Augusta Read Thomas is, in the best sense, an artist thrice obsessed. First, she must compose: writing music is no vocation, no following, but a physiological need. She's been doing it since she was four, and at this point it sustains her being as much as breath and sleep. Second, Thomas must communicate: her music is only one side of a story involving two parties, and in its lucent colors and brazen gestures one can almost sense what kind of listener she has in mind.

But another obsession fortifies Thomas and her work, a consistent, burning vision which seems to materialize in that space exactly between making and sharing music, in "the music itself." And this vision is perhaps best articulated not by musical discussions, but by the words of one poet on another. In a beautiful essay on Shelley, W.B. Yeats imagined that "voices would have told him how there is for every man some one scene, some one adventure, some one picture that is the image of his secret life." Yeats' imagined scene was meant to invoke a certain literary temperament, the lyric poet, but his words give a near-perfect portrait of Thomas' art as well. Her one scene is a wordless process; and her images aren't pictures, but objects-turned-timewards. Nonetheless, she follows a musical "light of one star," and does so with a small cosmology of intense images (voice, bell, sun, spirit) which she ever-purifies in work after work.

Augusta Read Thomas was born in Glen Cove, near New York City, in 1964, into a musical household; she recounts a childhood overflowing with sounds, the Beatles in one room and Bach in another. Beginning to compose early, she also studied trumpet and eventually enrolled at Northwestern University, studying under William Karlins and Alan Stout. She continued at Yale with the late Jacob Druckman, and then in England at the Royal Academy of Music. Since returning to the United States, her career has enjoyed consistent growth, including a professorship at the Eastman School of Music and an extended tenure as Composer-in-Residence with the Chicago Symphony Orchestra. Some of Thomas' most brilliant orchestral works -- Words of the Sea, Orbital Beacons, Ceremonial, the piano concerto Aurora -- were all composed for the CSO, and she has done wonders for the city's new music scene.

What is Thomas' "some one scene"? Like most good music, hers tends to elude description, but if one had to take a leap, one could describe it as a soliloquy which splays into the light and line of many voices, or an imploring recitative -- that musical tone which insists "I must speak" -- that draws on its own implications and echoes until it kindles its own vigorous polyphony. In this process, the violin concerto Spirit Musings is an ideal archetype: its opening violin line, spidery and liquid, gradually enlists and entangles the entire ensemble in a volatile venture of expansion and contraction, elastic and intensely lyrical. The work's sound is also characteristic of Thomas' music: a swirl of thirds, sixths, and tritones envelopes the ensemble in the most radiant tintinnabulation, betraying Thomas' devotion to French music (Debussy, Messiaen, Boulez), but also to the great contrapuntalists (Bach and Byrd). But in their "finite infinity," the concise, intimate breath of her gestures confess great sympathy with Mahler and her favorite poet, Emily Dickinson.

RECORDS FOR THIS EXERCISE:

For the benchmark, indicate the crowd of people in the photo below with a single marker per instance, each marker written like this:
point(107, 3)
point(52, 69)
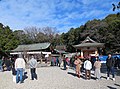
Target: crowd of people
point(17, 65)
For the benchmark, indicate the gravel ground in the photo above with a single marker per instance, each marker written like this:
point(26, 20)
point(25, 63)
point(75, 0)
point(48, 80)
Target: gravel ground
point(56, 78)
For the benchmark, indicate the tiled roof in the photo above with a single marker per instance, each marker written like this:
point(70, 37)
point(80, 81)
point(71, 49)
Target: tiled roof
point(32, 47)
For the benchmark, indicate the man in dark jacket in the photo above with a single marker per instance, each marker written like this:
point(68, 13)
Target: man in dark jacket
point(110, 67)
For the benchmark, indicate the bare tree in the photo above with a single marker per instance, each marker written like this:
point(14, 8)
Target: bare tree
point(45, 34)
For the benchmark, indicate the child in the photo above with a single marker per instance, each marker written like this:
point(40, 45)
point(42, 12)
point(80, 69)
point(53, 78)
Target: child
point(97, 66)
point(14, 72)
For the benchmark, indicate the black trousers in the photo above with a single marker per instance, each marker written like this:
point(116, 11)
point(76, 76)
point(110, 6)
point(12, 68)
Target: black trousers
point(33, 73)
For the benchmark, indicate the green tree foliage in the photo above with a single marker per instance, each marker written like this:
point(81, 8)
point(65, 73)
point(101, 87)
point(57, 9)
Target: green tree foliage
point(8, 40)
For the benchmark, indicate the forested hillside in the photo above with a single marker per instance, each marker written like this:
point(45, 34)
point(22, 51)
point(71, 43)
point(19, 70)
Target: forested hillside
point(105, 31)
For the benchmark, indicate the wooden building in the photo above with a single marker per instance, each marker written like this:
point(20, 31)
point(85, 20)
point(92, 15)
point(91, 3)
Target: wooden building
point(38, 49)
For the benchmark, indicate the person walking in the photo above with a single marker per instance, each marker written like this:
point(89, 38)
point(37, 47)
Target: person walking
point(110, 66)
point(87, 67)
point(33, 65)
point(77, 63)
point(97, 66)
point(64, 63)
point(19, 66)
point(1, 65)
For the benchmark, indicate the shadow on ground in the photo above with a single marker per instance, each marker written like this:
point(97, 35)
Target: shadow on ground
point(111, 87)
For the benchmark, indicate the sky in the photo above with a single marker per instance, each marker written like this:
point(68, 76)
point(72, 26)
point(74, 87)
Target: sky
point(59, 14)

BRIEF 1: Reproduce the passage about Augusta Read Thomas from "Augusta Read Thomas was" to "new music scene.", substituting "Columbia University" for "Northwestern University".
BRIEF 2: Rewrite the rows from the line with "For the benchmark, indicate the person" to the line with "point(111, 87)", keeping the requests but multiplying each coordinate in the answer points by 2.4 and rounding it to a whole number, with halves rounded up. Leave the coordinates in the requests and their format samples unchanged, and give only these lines.

EXERCISE RESPONSE 1:
Augusta Read Thomas was born in Glen Cove, near New York City, in 1964, into a musical household; she recounts a childhood overflowing with sounds, the Beatles in one room and Bach in another. Beginning to compose early, she also studied trumpet and eventually enrolled at Columbia University, studying under William Karlins and Alan Stout. She continued at Yale with the late Jacob Druckman, and then in England at the Royal Academy of Music. Since returning to the United States, her career has enjoyed consistent growth, including a professorship at the Eastman School of Music and an extended tenure as Composer-in-Residence with the Chicago Symphony Orchestra. Some of Thomas' most brilliant orchestral works -- Words of the Sea, Orbital Beacons, Ceremonial, the piano concerto Aurora -- were all composed for the CSO, and she has done wonders for the city's new music scene.

EXERCISE RESPONSE 2:
For the benchmark, indicate the person walking in the photo above with a single marker per instance, each marker written like this:
point(89, 38)
point(37, 47)
Target: person walking
point(264, 158)
point(209, 161)
point(79, 156)
point(185, 151)
point(233, 158)
point(154, 151)
point(46, 158)
point(2, 156)
For the benchmark, indicate the shadow on ground in the photo above with a single marker per instance, each marker written like this:
point(97, 35)
Target: shadow on ground
point(266, 209)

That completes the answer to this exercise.